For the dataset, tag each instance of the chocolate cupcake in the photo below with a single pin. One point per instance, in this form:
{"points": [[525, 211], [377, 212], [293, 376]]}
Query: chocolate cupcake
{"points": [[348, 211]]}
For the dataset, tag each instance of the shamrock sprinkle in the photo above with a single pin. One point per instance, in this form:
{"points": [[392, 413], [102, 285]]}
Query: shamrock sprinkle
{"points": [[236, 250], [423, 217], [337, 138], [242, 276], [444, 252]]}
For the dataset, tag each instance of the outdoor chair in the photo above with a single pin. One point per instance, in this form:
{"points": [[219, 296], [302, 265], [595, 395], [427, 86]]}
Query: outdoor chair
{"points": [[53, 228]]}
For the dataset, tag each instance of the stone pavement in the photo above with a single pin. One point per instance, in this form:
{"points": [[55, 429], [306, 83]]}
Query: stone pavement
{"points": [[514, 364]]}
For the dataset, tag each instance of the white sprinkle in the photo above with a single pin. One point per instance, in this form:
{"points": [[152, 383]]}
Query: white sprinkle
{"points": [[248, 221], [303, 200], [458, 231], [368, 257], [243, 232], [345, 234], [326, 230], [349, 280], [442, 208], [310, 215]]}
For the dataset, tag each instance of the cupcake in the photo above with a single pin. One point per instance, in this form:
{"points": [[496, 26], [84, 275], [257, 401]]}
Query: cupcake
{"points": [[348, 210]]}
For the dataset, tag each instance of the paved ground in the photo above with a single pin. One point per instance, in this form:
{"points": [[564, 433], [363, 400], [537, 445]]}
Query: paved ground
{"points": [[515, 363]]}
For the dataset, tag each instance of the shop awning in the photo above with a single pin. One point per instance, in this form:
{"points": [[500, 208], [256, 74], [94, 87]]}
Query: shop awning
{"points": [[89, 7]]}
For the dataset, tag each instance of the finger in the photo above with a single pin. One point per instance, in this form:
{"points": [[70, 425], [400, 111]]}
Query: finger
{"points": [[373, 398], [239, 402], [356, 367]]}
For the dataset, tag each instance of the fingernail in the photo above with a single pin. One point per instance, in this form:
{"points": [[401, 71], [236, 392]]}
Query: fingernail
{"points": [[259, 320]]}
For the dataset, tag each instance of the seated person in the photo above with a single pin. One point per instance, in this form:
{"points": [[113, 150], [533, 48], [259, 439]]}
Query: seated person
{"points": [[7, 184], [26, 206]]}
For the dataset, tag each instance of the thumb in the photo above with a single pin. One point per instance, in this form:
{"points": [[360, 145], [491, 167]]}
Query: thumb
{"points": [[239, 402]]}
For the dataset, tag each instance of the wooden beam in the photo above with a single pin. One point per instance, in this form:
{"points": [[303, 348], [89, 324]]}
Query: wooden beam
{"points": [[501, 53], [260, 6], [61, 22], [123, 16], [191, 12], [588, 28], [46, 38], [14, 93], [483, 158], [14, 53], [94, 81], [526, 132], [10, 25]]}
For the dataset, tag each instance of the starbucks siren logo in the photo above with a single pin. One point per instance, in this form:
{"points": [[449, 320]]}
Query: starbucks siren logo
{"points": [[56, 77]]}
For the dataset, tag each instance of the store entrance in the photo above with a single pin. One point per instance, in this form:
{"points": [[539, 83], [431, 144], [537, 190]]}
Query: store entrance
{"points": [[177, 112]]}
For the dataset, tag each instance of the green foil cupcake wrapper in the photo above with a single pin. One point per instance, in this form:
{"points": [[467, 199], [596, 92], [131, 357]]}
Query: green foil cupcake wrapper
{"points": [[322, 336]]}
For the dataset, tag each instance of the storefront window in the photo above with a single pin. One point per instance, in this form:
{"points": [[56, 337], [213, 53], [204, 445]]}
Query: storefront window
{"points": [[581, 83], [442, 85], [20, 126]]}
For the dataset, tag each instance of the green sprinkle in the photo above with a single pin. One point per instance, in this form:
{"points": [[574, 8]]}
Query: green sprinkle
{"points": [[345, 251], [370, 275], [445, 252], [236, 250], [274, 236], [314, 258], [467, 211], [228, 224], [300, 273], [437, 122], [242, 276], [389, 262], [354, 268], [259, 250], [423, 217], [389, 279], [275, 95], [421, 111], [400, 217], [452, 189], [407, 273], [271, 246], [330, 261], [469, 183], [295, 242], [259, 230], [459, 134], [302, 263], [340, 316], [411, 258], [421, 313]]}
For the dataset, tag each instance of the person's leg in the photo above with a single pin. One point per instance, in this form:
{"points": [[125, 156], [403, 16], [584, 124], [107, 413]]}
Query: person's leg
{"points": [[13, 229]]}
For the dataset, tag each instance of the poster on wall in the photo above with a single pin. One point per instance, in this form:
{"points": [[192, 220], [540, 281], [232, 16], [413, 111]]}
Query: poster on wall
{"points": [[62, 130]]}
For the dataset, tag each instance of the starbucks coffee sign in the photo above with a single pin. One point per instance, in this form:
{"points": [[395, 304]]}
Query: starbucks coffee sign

### Set task
Repeat each record in full; every line must match exactly.

### Written answer
For the dataset, tag each instance of the chocolate cupcake in the photo below with a single pin. One point per instance, in this form:
{"points": [[525, 211], [377, 212], [293, 376]]}
Query: chocolate cupcake
{"points": [[348, 211]]}
For the dataset, tag each instance of the shamrock sprinkle in the photo above with a single pin. One point per instance, in this form:
{"points": [[392, 413], [102, 285]]}
Query: shamrock sprinkle
{"points": [[236, 250], [423, 217], [337, 138], [242, 276], [444, 252]]}
For the dataset, tag each instance of the outdoor chair in the photo above with a single pin. One point per instance, in this form:
{"points": [[219, 296], [302, 265], [595, 395], [427, 86]]}
Query: outdoor chair
{"points": [[53, 228]]}
For the dataset, tag each instance of the stone pavement in the photo above with a single pin. One point per instance, in this form:
{"points": [[55, 429], [306, 83]]}
Query: stone pavement
{"points": [[514, 364]]}
For the dataset, tag each instance of the white sprinkle in the photo above with a single pin. One point per instance, in this form:
{"points": [[152, 383]]}
Query: white sprinkle
{"points": [[248, 221], [303, 200], [458, 231], [368, 257], [243, 232], [345, 234], [326, 230], [349, 280], [442, 208], [310, 215]]}
For the dataset, tag each instance of the cupcake in the photo above with a single pin. One point per instance, in this form:
{"points": [[496, 26], [84, 275], [257, 401]]}
Query: cupcake
{"points": [[348, 210]]}
For the dataset, tag each instance of the paved ground in the photo above with a single pin. One point per instance, in this form:
{"points": [[564, 433], [363, 400], [537, 445]]}
Query: paved ground
{"points": [[515, 363]]}
For the dataset, tag each instance of the shop awning in the photo above with a single pin. One point per instance, in this form:
{"points": [[500, 208], [256, 74], [94, 87]]}
Query: shop awning
{"points": [[89, 7]]}
For the dataset, tag each instance of the finger in the photo above with a single pin. One point per instance, in this form:
{"points": [[70, 425], [400, 111]]}
Query: finger
{"points": [[373, 398], [239, 402], [356, 367]]}
For the dataset, tag each instance of the fingernail in the photo above with a single pin. One point per instance, in this form:
{"points": [[401, 71], [236, 392]]}
Query: fingernail
{"points": [[259, 320]]}
For the dataset, tag each instance of the seated person in the photo above with a single pin. One point per instance, in this form:
{"points": [[113, 150], [533, 48], [259, 439]]}
Query: seated person
{"points": [[7, 184], [26, 206]]}
For the dataset, tag each instance of the thumb in the photo above with a single pin. One point per instance, in this form:
{"points": [[360, 145], [491, 167]]}
Query: thumb
{"points": [[239, 402]]}
For the dataset, tag each instance of the wooden beam in the photo above with a single pin. One point per instance, in this form:
{"points": [[303, 348], [89, 324]]}
Query: wooden beam
{"points": [[501, 53], [260, 6], [61, 22], [123, 16], [191, 12], [588, 28], [46, 38], [14, 93], [483, 158], [14, 53], [94, 81], [526, 132], [10, 25]]}
For the dataset, tag each instance of the starbucks siren logo in the photo above with a single pin. One point per instance, in this form:
{"points": [[449, 320]]}
Query: starbucks siren logo
{"points": [[56, 77]]}
For the dataset, tag each instance of the store entrance in the photo above with a single pin. One point per instance, in this form:
{"points": [[539, 83], [431, 144], [537, 190]]}
Query: store entrance
{"points": [[177, 112]]}
For the dataset, tag each instance of the green foil cupcake wrapper in the photo above with a single pin. One point per instance, in this form:
{"points": [[467, 199], [596, 92], [131, 357]]}
Query: green foil cupcake wrapper
{"points": [[322, 336]]}
For the dataset, tag each instance of the storefront window in the photo above with a single pin. One point per instance, in this form:
{"points": [[56, 337], [213, 53], [204, 445]]}
Query: storefront window
{"points": [[581, 83], [442, 85], [20, 126]]}
For the dataset, tag each instance of the green sprinkle in the photo above with a single pin. One point per instance, in this form:
{"points": [[574, 8]]}
Query: green sprinkle
{"points": [[345, 251], [370, 275], [445, 252], [236, 250], [274, 236], [314, 258], [467, 211], [228, 224], [300, 273], [437, 122], [242, 276], [389, 262], [354, 268], [259, 250], [423, 217], [389, 279], [275, 95], [421, 111], [400, 217], [452, 189], [407, 273], [271, 246], [330, 261], [469, 183], [295, 242], [259, 230], [459, 134], [302, 263], [340, 316], [411, 258], [421, 313]]}
For the dataset, tag each instance of the person's leg in the photo above with a single pin. One point per instance, in this form:
{"points": [[125, 156], [403, 16], [584, 124], [107, 413]]}
Query: person's leg
{"points": [[13, 229]]}
For the dataset, tag each instance of the poster on wall in the photo above with a single pin. One point per instance, in this form:
{"points": [[192, 220], [540, 281], [232, 16], [413, 111]]}
Query: poster on wall
{"points": [[62, 130]]}
For the dataset, tag each instance of the starbucks coffee sign in the photo above with a single pin. One point per instance, in this form:
{"points": [[395, 304]]}
Query: starbucks coffee sign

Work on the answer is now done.